◆ BRIEF
Go to the line containing "the woman wearing" and retype it and every later line exactly as written, up to the last line of the entries. Keep pictures out.

Image-backed grounding data
* * *
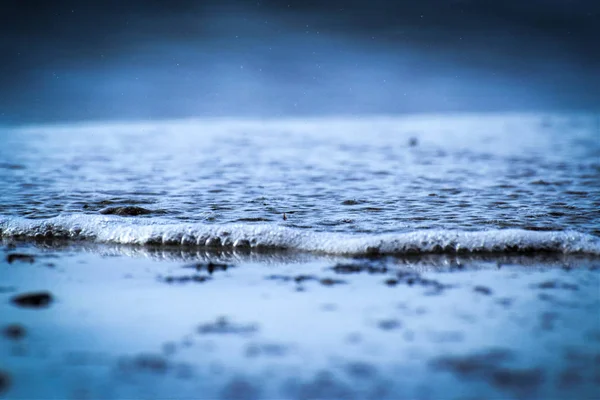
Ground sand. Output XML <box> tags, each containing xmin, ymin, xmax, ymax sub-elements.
<box><xmin>1</xmin><ymin>242</ymin><xmax>599</xmax><ymax>399</ymax></box>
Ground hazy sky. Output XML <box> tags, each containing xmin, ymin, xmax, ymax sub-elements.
<box><xmin>1</xmin><ymin>0</ymin><xmax>599</xmax><ymax>123</ymax></box>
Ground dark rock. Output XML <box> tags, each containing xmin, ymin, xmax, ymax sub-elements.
<box><xmin>378</xmin><ymin>319</ymin><xmax>401</xmax><ymax>330</ymax></box>
<box><xmin>6</xmin><ymin>253</ymin><xmax>35</xmax><ymax>264</ymax></box>
<box><xmin>99</xmin><ymin>206</ymin><xmax>154</xmax><ymax>216</ymax></box>
<box><xmin>408</xmin><ymin>137</ymin><xmax>419</xmax><ymax>147</ymax></box>
<box><xmin>3</xmin><ymin>324</ymin><xmax>26</xmax><ymax>340</ymax></box>
<box><xmin>474</xmin><ymin>286</ymin><xmax>492</xmax><ymax>295</ymax></box>
<box><xmin>10</xmin><ymin>291</ymin><xmax>53</xmax><ymax>308</ymax></box>
<box><xmin>384</xmin><ymin>278</ymin><xmax>399</xmax><ymax>286</ymax></box>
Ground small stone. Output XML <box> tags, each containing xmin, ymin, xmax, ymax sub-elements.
<box><xmin>294</xmin><ymin>275</ymin><xmax>316</xmax><ymax>284</ymax></box>
<box><xmin>319</xmin><ymin>278</ymin><xmax>346</xmax><ymax>286</ymax></box>
<box><xmin>10</xmin><ymin>291</ymin><xmax>53</xmax><ymax>308</ymax></box>
<box><xmin>342</xmin><ymin>199</ymin><xmax>361</xmax><ymax>205</ymax></box>
<box><xmin>474</xmin><ymin>286</ymin><xmax>492</xmax><ymax>295</ymax></box>
<box><xmin>6</xmin><ymin>254</ymin><xmax>35</xmax><ymax>264</ymax></box>
<box><xmin>99</xmin><ymin>206</ymin><xmax>154</xmax><ymax>216</ymax></box>
<box><xmin>378</xmin><ymin>319</ymin><xmax>401</xmax><ymax>330</ymax></box>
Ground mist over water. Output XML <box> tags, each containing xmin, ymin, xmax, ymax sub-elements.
<box><xmin>1</xmin><ymin>1</ymin><xmax>599</xmax><ymax>123</ymax></box>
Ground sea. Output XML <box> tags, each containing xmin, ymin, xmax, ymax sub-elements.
<box><xmin>1</xmin><ymin>113</ymin><xmax>599</xmax><ymax>255</ymax></box>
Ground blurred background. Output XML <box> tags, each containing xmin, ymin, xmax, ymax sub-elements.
<box><xmin>1</xmin><ymin>0</ymin><xmax>599</xmax><ymax>124</ymax></box>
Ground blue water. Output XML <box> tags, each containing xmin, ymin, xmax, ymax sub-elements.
<box><xmin>1</xmin><ymin>113</ymin><xmax>599</xmax><ymax>254</ymax></box>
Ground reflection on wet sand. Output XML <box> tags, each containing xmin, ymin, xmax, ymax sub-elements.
<box><xmin>1</xmin><ymin>242</ymin><xmax>599</xmax><ymax>398</ymax></box>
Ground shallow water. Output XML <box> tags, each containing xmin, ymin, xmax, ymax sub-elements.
<box><xmin>1</xmin><ymin>113</ymin><xmax>599</xmax><ymax>255</ymax></box>
<box><xmin>1</xmin><ymin>113</ymin><xmax>600</xmax><ymax>399</ymax></box>
<box><xmin>1</xmin><ymin>243</ymin><xmax>599</xmax><ymax>399</ymax></box>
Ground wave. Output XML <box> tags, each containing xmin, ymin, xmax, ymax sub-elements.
<box><xmin>1</xmin><ymin>215</ymin><xmax>599</xmax><ymax>256</ymax></box>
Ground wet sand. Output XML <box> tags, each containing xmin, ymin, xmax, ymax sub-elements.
<box><xmin>1</xmin><ymin>242</ymin><xmax>599</xmax><ymax>399</ymax></box>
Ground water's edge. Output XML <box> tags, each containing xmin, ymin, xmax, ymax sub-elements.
<box><xmin>2</xmin><ymin>215</ymin><xmax>599</xmax><ymax>257</ymax></box>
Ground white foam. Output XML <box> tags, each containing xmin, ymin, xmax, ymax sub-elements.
<box><xmin>1</xmin><ymin>215</ymin><xmax>599</xmax><ymax>256</ymax></box>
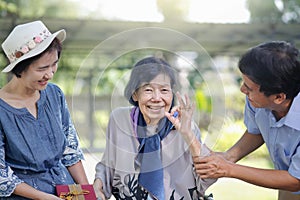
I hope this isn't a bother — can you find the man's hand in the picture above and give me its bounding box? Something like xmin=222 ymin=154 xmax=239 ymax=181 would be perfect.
xmin=193 ymin=152 xmax=233 ymax=179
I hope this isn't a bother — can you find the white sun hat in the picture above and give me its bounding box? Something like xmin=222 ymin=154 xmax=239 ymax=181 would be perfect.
xmin=1 ymin=20 xmax=66 ymax=73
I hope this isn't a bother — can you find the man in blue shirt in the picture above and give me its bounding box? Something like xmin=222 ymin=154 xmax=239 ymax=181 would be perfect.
xmin=193 ymin=41 xmax=300 ymax=200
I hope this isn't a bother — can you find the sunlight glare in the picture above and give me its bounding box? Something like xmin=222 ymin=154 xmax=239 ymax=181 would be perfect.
xmin=188 ymin=0 xmax=250 ymax=23
xmin=83 ymin=0 xmax=163 ymax=22
xmin=73 ymin=0 xmax=250 ymax=23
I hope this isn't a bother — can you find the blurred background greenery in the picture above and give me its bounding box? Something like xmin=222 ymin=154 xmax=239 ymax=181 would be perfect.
xmin=1 ymin=0 xmax=300 ymax=199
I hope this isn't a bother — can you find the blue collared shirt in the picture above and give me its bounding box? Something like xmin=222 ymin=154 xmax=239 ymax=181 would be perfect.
xmin=244 ymin=93 xmax=300 ymax=182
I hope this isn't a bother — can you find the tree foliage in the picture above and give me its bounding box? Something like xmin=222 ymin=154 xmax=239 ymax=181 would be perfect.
xmin=0 ymin=0 xmax=79 ymax=18
xmin=281 ymin=0 xmax=300 ymax=23
xmin=156 ymin=0 xmax=190 ymax=22
xmin=0 ymin=0 xmax=17 ymax=17
xmin=246 ymin=0 xmax=282 ymax=23
xmin=247 ymin=0 xmax=300 ymax=23
xmin=2 ymin=0 xmax=300 ymax=23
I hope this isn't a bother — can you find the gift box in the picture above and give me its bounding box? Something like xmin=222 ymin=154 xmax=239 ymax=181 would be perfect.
xmin=56 ymin=184 xmax=97 ymax=200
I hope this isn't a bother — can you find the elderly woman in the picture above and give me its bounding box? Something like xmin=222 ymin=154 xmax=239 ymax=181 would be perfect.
xmin=0 ymin=21 xmax=88 ymax=199
xmin=93 ymin=56 xmax=215 ymax=200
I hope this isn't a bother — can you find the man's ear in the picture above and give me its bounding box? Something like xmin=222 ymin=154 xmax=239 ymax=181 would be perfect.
xmin=273 ymin=93 xmax=286 ymax=104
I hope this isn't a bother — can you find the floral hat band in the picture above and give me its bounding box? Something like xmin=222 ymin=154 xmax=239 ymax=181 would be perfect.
xmin=10 ymin=30 xmax=50 ymax=63
xmin=1 ymin=20 xmax=66 ymax=73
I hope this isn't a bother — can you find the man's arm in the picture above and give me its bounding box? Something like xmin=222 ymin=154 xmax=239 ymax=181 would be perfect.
xmin=225 ymin=130 xmax=264 ymax=162
xmin=193 ymin=130 xmax=300 ymax=191
xmin=195 ymin=154 xmax=300 ymax=191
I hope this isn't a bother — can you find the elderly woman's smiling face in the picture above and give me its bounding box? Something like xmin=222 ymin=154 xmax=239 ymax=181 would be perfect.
xmin=133 ymin=73 xmax=173 ymax=125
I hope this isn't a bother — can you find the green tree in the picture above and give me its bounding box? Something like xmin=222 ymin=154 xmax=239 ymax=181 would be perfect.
xmin=246 ymin=0 xmax=282 ymax=23
xmin=281 ymin=0 xmax=300 ymax=23
xmin=43 ymin=0 xmax=79 ymax=19
xmin=156 ymin=0 xmax=190 ymax=22
xmin=247 ymin=0 xmax=300 ymax=23
xmin=0 ymin=0 xmax=79 ymax=18
xmin=0 ymin=0 xmax=17 ymax=17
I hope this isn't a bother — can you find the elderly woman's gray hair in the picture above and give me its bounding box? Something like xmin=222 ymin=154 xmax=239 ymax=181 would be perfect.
xmin=124 ymin=56 xmax=178 ymax=106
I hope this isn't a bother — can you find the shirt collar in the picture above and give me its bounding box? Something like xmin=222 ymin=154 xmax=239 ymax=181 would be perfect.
xmin=285 ymin=92 xmax=300 ymax=131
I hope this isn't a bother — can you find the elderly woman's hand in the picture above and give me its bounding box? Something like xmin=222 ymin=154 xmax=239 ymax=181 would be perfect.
xmin=93 ymin=178 xmax=106 ymax=200
xmin=165 ymin=92 xmax=200 ymax=156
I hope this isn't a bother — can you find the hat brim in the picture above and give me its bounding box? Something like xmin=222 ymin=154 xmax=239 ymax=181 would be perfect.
xmin=2 ymin=29 xmax=66 ymax=73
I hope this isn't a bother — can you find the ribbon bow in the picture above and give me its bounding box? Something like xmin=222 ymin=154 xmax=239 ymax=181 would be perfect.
xmin=59 ymin=185 xmax=90 ymax=200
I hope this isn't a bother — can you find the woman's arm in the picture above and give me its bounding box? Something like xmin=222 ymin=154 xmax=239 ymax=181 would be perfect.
xmin=13 ymin=183 xmax=62 ymax=200
xmin=67 ymin=161 xmax=89 ymax=184
xmin=193 ymin=130 xmax=264 ymax=173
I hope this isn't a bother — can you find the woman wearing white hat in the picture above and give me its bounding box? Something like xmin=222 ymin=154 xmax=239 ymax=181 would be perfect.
xmin=0 ymin=21 xmax=89 ymax=199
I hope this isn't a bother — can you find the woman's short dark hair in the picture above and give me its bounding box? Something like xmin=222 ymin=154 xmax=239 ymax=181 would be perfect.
xmin=238 ymin=41 xmax=300 ymax=99
xmin=11 ymin=38 xmax=62 ymax=78
xmin=124 ymin=56 xmax=178 ymax=106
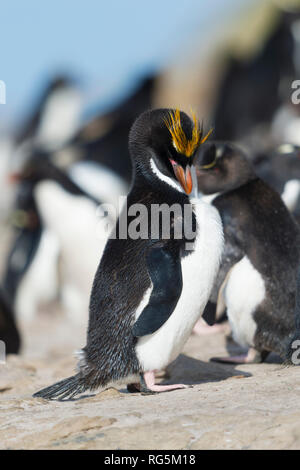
* * *
◆ RESPONSE BELOW
I hope this isn't a bother — can you find the woman wearing white hat in the picture above and give me its bounding box? Something like xmin=222 ymin=154 xmax=239 ymax=181 would be perfect.
xmin=0 ymin=21 xmax=89 ymax=199
I hope this isn't a bother — can you find the woman's short dark hair in the picture above and give me its bounding box? Something like xmin=222 ymin=154 xmax=239 ymax=181 would be perfect.
xmin=238 ymin=41 xmax=300 ymax=99
xmin=11 ymin=38 xmax=62 ymax=78
xmin=124 ymin=56 xmax=178 ymax=106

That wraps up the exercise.